- GIVEN REQUEST: Print the records below word for word, but leave out the pictures.

- SUPPLIED DATA:
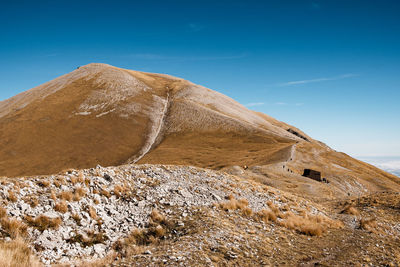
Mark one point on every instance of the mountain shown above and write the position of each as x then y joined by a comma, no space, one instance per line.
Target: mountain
100,114
191,177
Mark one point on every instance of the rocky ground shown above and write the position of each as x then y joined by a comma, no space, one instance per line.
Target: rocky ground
151,215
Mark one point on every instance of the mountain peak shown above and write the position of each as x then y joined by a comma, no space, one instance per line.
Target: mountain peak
100,114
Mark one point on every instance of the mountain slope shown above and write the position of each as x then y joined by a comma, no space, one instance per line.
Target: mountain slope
99,114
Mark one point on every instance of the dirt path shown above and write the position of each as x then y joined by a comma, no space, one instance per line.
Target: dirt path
152,136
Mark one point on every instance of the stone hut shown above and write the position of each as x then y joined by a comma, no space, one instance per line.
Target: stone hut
315,175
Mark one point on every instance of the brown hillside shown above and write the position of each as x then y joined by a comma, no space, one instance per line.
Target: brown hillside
99,114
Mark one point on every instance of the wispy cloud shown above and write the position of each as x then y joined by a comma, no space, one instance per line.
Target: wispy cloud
324,79
193,27
315,5
254,104
150,56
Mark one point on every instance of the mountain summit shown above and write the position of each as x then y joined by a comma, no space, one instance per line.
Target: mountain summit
100,114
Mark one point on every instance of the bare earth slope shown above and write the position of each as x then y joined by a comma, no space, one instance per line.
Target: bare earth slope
99,114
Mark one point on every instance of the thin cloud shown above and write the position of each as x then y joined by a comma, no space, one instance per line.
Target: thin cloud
254,104
180,58
341,77
195,27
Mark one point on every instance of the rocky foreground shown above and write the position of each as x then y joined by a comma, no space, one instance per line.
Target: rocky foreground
177,215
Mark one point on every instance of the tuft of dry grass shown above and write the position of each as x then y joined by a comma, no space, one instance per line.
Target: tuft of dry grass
159,231
61,206
349,209
17,254
105,193
43,183
156,216
92,213
43,222
53,195
89,239
79,193
76,218
266,216
369,224
11,196
13,227
81,177
3,212
66,195
313,225
118,190
233,204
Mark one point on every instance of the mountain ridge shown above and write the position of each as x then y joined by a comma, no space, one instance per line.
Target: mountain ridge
100,114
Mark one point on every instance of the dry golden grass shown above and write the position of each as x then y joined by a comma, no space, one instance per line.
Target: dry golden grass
313,225
81,177
350,210
13,227
233,204
369,224
74,180
79,192
118,190
159,231
61,206
11,196
3,212
99,262
156,216
53,195
105,193
43,222
92,213
17,254
267,215
76,218
43,183
66,195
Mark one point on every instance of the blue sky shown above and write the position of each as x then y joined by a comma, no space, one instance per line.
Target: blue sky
331,68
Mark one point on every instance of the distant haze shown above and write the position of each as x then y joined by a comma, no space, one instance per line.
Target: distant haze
389,164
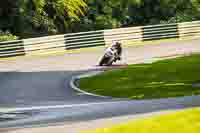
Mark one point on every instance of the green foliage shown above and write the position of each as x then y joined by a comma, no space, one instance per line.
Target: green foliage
7,36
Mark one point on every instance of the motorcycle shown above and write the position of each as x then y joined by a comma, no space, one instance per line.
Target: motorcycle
109,57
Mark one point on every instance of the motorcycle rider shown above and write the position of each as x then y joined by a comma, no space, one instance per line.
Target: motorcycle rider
114,51
118,47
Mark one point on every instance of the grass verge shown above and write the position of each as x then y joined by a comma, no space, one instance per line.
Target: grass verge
162,79
187,121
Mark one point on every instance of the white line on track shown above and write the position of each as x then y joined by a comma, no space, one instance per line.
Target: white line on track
6,110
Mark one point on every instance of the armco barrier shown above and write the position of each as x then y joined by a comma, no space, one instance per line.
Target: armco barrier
62,43
12,48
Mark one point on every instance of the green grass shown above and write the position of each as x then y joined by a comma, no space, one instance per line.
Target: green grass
187,121
162,79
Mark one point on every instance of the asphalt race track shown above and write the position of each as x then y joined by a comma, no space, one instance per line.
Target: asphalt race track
37,88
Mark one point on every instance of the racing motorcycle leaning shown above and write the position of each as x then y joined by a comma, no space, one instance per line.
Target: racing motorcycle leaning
112,54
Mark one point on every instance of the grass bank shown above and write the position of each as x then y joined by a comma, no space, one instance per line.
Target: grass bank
168,78
187,121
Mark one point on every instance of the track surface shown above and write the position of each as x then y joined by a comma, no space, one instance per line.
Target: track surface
44,82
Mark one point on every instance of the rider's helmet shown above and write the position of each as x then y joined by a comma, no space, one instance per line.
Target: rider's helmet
116,44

- RESPONSE TO THE EXERCISE:
Mark one point on every instance of the mountain shown above and write the position of each as x then y joined by a comma, no space, one instance per line.
Target: mountain
100,114
191,177
Mark one point on every instance of the rocky ground shown above and write the position of each as x then y joined by a comma, no space, one instance per line.
Target: rocky ground
151,215
Mark one point on every instance of the mountain peak shown above and write the position of each as x then y joined by a comma, no space, one instance per line.
Target: mountain peak
100,114
Mark one point on every instance of the mountain slope shown above and write the position of each as x then y joined by a comma, no space, one instance per line.
Target: mountain slope
99,114
Mark one point on every instance of the dirt path shown above and write the position of each as x then y joined by a comma, no space, one instance per line.
Target: dirt path
152,136
Mark one point on every instance of the stone hut shown above and write the position of each as x then y joined by a comma, no space, one instance per line.
Target: stone hut
315,175
Mark one point on every instance of the brown hillside shown above and write the position of each as x then y joined by a comma, no space, one instance per line.
Target: brown hillside
99,114
Mark one point on every instance of the wispy cloud shown above and write the position of each as x then y joined by a comma, no space, one instance per line.
Target: wispy cloud
324,79
193,27
315,5
254,104
150,56
Mark one point on every instance of the mountain summit shown above and write the position of each as x then y joined by a comma, no space, one instance per line.
Target: mountain summit
100,114
Mark one point on every instance of the bare earth slope shown above and write the position of each as x then y joined by a comma, no space, one instance per line.
Target: bare earth slope
99,114
Mark one point on every instance of the thin cloud shown above and write the position of each as x then y joined by a comma, no space, one instance per line.
Target: thin cloud
254,104
180,58
341,77
195,27
Mark one point on every instance of the rocky foreground shown above and write the position of each as x then y joined by a comma, no space, one instance per line.
Target: rocky foreground
177,215
Mark one point on every instance of the tuft of dry grass shown above and write the position of each as x then y joined by a comma, no space, one instance per line.
Target: tuft of dry grass
159,231
61,206
349,209
17,254
105,193
43,183
156,216
92,213
43,222
53,195
89,239
79,193
76,218
266,216
369,224
11,196
13,227
81,177
3,212
66,195
313,225
118,190
233,204
Mark one point on every instance of the mountain ridge shown above and write the position of each as x then y joined by a comma, no space, one instance per line.
Target: mountain ridge
100,114
Mark one point on every instance of the dry golden grass shown above and write the position of each as x then y joined by a comma, no space, one instance per line.
Target: dry golden grass
313,225
81,177
350,210
13,227
233,204
369,224
74,180
79,192
118,190
159,231
61,206
11,196
3,212
99,262
156,216
53,195
105,193
43,222
92,213
17,254
267,215
76,218
43,183
66,195
Mark one point on every instance of the blue sky shown above and write the position of each as x then y joined by a comma, no space, one instance per line.
Target: blue sky
331,68
Mark one point on every instance of the distant haze shown above and write the position of each as x then y joined by a comma, no space, one instance per line.
Target: distant haze
389,164
Mark one point on every instance of the green foliage shown above and write the position of each as x then y joined by a comma, no space, one instance per line.
Target: green foliage
7,36
Mark one point on every instance of the motorcycle shown above and write the position of each as x then y joined by a comma, no space, one instance per line.
Target: motorcycle
109,57
Mark one point on every instance of the motorcycle rider shown above and write the position of each as x then y joined by a comma, no space, one instance per line.
Target: motorcycle rider
114,51
118,47
Mark one point on every instance of the grass verge shown above and write the position of each as x then y joined by a comma, no space, one instance per line.
Target: grass verge
162,79
187,121
Mark one point on every instance of the white line on track shown above and write the position of each as x then y joined by a comma, no space, one instance per line.
Target: white line on track
6,110
Mark one point on every instance of the armco barrier shown above and write the position of each as x then y joined by a comma, no space, one instance per line.
Target: armco barrier
62,43
12,48
Mark one point on every instance of the green grass shown above and write the position of each as x then y joined by a comma, no space, one instance per line.
Target: green grass
187,121
162,79
Mark one point on every instance of the asphalt race track shown above and write the position of each as x then y joined by a comma, no space, one instance per line.
Target: asphalt race track
37,88
Mark one point on every instance of the racing motorcycle leaning shown above and write the position of each as x then y joined by a comma, no space, one instance per line.
Target: racing motorcycle leaning
112,54
Mark one point on every instance of the grass bank shown above and write the position of each as x then y joined by a comma, no space, one instance per line.
Target: grass bank
168,78
187,121
Mark one point on every instance of the track surface shown above and write the position of each as x then y joined by a comma, no space, one instance per line.
Target: track surface
44,82
Mark one point on every instance of the rider's helmet shown above and write the position of each as x then y joined by a comma, no space, one instance per line.
Target: rider's helmet
116,44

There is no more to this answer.